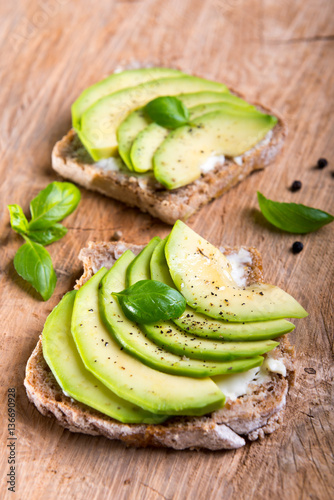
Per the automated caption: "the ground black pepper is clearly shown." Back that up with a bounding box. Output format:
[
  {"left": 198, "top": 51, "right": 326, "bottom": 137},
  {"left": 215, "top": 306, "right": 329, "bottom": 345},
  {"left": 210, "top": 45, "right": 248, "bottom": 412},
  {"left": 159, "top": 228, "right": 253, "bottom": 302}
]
[
  {"left": 290, "top": 181, "right": 302, "bottom": 193},
  {"left": 292, "top": 241, "right": 304, "bottom": 254}
]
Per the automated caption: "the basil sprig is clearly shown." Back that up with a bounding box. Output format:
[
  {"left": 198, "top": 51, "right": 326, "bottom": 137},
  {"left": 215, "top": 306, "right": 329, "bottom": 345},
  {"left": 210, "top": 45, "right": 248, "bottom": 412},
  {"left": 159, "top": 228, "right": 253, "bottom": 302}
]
[
  {"left": 14, "top": 238, "right": 57, "bottom": 300},
  {"left": 29, "top": 182, "right": 80, "bottom": 230},
  {"left": 257, "top": 191, "right": 334, "bottom": 234},
  {"left": 144, "top": 96, "right": 189, "bottom": 129},
  {"left": 112, "top": 280, "right": 186, "bottom": 323},
  {"left": 8, "top": 182, "right": 81, "bottom": 300}
]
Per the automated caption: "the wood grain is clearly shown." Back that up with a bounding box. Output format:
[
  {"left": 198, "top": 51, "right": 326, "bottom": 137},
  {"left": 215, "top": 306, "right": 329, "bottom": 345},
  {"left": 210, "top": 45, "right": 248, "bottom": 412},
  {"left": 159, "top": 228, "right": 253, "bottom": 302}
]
[{"left": 0, "top": 0, "right": 334, "bottom": 500}]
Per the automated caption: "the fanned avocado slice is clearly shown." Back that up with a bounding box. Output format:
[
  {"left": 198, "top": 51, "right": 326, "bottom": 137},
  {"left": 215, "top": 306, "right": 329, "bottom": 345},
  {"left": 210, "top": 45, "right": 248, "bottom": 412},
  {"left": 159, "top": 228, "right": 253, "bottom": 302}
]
[
  {"left": 153, "top": 107, "right": 277, "bottom": 189},
  {"left": 71, "top": 268, "right": 226, "bottom": 415},
  {"left": 77, "top": 76, "right": 228, "bottom": 161},
  {"left": 100, "top": 250, "right": 262, "bottom": 377},
  {"left": 130, "top": 123, "right": 170, "bottom": 172},
  {"left": 150, "top": 237, "right": 295, "bottom": 341},
  {"left": 42, "top": 291, "right": 167, "bottom": 424},
  {"left": 72, "top": 68, "right": 184, "bottom": 129},
  {"left": 130, "top": 101, "right": 257, "bottom": 172},
  {"left": 117, "top": 108, "right": 151, "bottom": 170},
  {"left": 127, "top": 239, "right": 278, "bottom": 360},
  {"left": 165, "top": 221, "right": 307, "bottom": 322},
  {"left": 177, "top": 91, "right": 255, "bottom": 109}
]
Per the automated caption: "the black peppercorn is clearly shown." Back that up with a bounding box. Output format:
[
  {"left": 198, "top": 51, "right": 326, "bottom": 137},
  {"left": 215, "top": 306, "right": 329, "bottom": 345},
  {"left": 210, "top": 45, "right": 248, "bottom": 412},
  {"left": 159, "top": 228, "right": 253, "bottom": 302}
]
[
  {"left": 290, "top": 181, "right": 302, "bottom": 193},
  {"left": 317, "top": 158, "right": 328, "bottom": 169},
  {"left": 292, "top": 241, "right": 304, "bottom": 253}
]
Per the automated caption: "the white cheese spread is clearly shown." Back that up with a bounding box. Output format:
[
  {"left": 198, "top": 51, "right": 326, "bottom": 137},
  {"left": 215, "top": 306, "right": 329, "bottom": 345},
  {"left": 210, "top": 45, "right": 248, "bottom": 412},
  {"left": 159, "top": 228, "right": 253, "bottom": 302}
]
[
  {"left": 220, "top": 248, "right": 252, "bottom": 286},
  {"left": 211, "top": 354, "right": 286, "bottom": 401},
  {"left": 199, "top": 154, "right": 225, "bottom": 174}
]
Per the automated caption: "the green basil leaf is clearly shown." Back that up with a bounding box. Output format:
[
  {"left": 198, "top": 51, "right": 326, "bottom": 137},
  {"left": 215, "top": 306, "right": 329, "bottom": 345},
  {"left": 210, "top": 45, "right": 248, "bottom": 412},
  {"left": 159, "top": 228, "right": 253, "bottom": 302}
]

+---+

_Given instruction_: Keep every word of the data as it is when you write it out, but drop the pictures.

_Output for this task_:
Per the automated caption: "the ground black pepper is clearly shown." Back that up with a bounding box. Output format:
[
  {"left": 198, "top": 51, "right": 326, "bottom": 137},
  {"left": 215, "top": 306, "right": 329, "bottom": 345},
  {"left": 210, "top": 45, "right": 248, "bottom": 412},
  {"left": 159, "top": 228, "right": 253, "bottom": 302}
]
[
  {"left": 290, "top": 181, "right": 302, "bottom": 193},
  {"left": 292, "top": 241, "right": 304, "bottom": 254}
]
Per the automated caption: "the basil sprig is clearly shown." Back that up with a bounding box. Output format:
[
  {"left": 198, "top": 51, "right": 326, "bottom": 137},
  {"left": 215, "top": 306, "right": 329, "bottom": 345},
  {"left": 210, "top": 45, "right": 248, "bottom": 412},
  {"left": 159, "top": 228, "right": 253, "bottom": 302}
]
[
  {"left": 14, "top": 238, "right": 57, "bottom": 300},
  {"left": 29, "top": 182, "right": 80, "bottom": 230},
  {"left": 257, "top": 191, "right": 334, "bottom": 234},
  {"left": 144, "top": 96, "right": 189, "bottom": 129},
  {"left": 112, "top": 280, "right": 186, "bottom": 323},
  {"left": 8, "top": 182, "right": 81, "bottom": 300}
]
Per the automated caption: "the wood grain is clearly shown." Back that up with a bounding box. Output format:
[
  {"left": 198, "top": 51, "right": 326, "bottom": 137},
  {"left": 215, "top": 306, "right": 329, "bottom": 345},
  {"left": 210, "top": 45, "right": 248, "bottom": 412},
  {"left": 159, "top": 228, "right": 253, "bottom": 302}
]
[{"left": 0, "top": 0, "right": 334, "bottom": 500}]
Per the automated caption: "the fanned avocado slice is clearly shown." Back that up with a bounding box. Output format:
[
  {"left": 198, "top": 51, "right": 326, "bottom": 137},
  {"left": 215, "top": 306, "right": 329, "bottom": 345},
  {"left": 210, "top": 45, "right": 248, "bottom": 412},
  {"left": 159, "top": 228, "right": 253, "bottom": 302}
]
[
  {"left": 153, "top": 107, "right": 277, "bottom": 189},
  {"left": 71, "top": 268, "right": 226, "bottom": 415},
  {"left": 77, "top": 76, "right": 228, "bottom": 161},
  {"left": 100, "top": 250, "right": 262, "bottom": 377},
  {"left": 130, "top": 123, "right": 170, "bottom": 172},
  {"left": 150, "top": 237, "right": 295, "bottom": 341},
  {"left": 42, "top": 291, "right": 167, "bottom": 424},
  {"left": 72, "top": 68, "right": 184, "bottom": 129},
  {"left": 130, "top": 101, "right": 257, "bottom": 172},
  {"left": 117, "top": 108, "right": 151, "bottom": 170},
  {"left": 127, "top": 239, "right": 278, "bottom": 360},
  {"left": 165, "top": 221, "right": 307, "bottom": 322},
  {"left": 177, "top": 91, "right": 255, "bottom": 109}
]
Per the automated caption: "the black peppercorn is clearly shown." Back that up with a bounding box. Output format:
[
  {"left": 198, "top": 51, "right": 326, "bottom": 137},
  {"left": 215, "top": 306, "right": 329, "bottom": 345},
  {"left": 210, "top": 45, "right": 248, "bottom": 412},
  {"left": 159, "top": 228, "right": 253, "bottom": 302}
]
[
  {"left": 290, "top": 181, "right": 302, "bottom": 193},
  {"left": 317, "top": 158, "right": 328, "bottom": 169},
  {"left": 292, "top": 241, "right": 304, "bottom": 253}
]
Per the automated caption: "the white cheese spread is clearly shown." Back that up with a bounding box. Output format:
[
  {"left": 198, "top": 51, "right": 326, "bottom": 137},
  {"left": 215, "top": 306, "right": 329, "bottom": 345},
  {"left": 210, "top": 45, "right": 248, "bottom": 412},
  {"left": 159, "top": 228, "right": 253, "bottom": 302}
]
[
  {"left": 220, "top": 248, "right": 252, "bottom": 286},
  {"left": 211, "top": 354, "right": 286, "bottom": 401},
  {"left": 199, "top": 154, "right": 225, "bottom": 174}
]
Per the automated caption: "the green basil leaf is clearly shown." Back that up with a bounding box. Output format:
[
  {"left": 198, "top": 51, "right": 326, "bottom": 137},
  {"left": 215, "top": 306, "right": 329, "bottom": 345},
  {"left": 210, "top": 45, "right": 248, "bottom": 412},
  {"left": 159, "top": 228, "right": 253, "bottom": 302}
]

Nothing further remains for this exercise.